[What you should do]
Lines with the word "this" in them must be copied from the records below.

Top of Input data

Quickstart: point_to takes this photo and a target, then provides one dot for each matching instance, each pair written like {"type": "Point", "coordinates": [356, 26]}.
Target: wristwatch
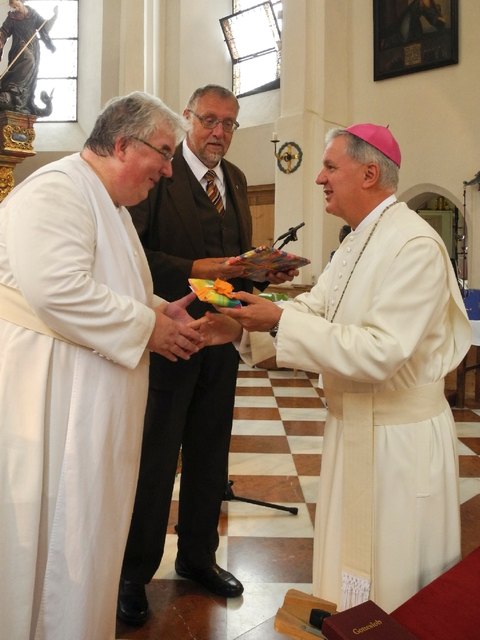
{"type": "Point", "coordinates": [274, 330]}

Bottom of Input data
Top of Input data

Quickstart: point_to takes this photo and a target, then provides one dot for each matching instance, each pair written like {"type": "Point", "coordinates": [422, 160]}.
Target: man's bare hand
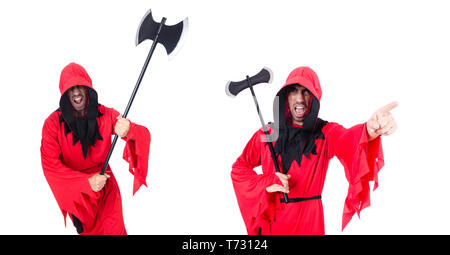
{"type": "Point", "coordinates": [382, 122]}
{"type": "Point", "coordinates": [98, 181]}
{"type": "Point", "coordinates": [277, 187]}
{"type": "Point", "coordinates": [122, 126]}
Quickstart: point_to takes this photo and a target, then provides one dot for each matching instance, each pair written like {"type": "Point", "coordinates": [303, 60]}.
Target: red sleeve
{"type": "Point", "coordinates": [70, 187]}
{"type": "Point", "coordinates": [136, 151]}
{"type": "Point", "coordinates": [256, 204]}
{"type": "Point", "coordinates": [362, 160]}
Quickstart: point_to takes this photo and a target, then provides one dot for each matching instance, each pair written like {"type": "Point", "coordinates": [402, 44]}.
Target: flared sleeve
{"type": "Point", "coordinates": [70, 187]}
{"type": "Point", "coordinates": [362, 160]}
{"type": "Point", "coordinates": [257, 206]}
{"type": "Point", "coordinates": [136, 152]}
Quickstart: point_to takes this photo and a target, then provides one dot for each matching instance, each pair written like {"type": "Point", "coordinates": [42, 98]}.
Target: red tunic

Bottom of Input data

[Answer box]
Quickstart: point_to takes this photo and a target, then provides one dot for each matching instance, each pair written like {"type": "Point", "coordinates": [356, 26]}.
Quickstart: point_to takes this photo and a target, then provides one dot for each matching instance, each pair written like {"type": "Point", "coordinates": [422, 160]}.
Quickstart: point_to takes this photo and a target, then provides one dot for each matching instance, each pair written like {"type": "Point", "coordinates": [303, 60]}.
Quickstart: point_to takes this photo and a target, then provides one dot for each matching instance, each pair written like {"type": "Point", "coordinates": [402, 44]}.
Quickstart: point_to takes this photo and a target, then provides one dot for each matching instance, each pair written like {"type": "Point", "coordinates": [42, 98]}.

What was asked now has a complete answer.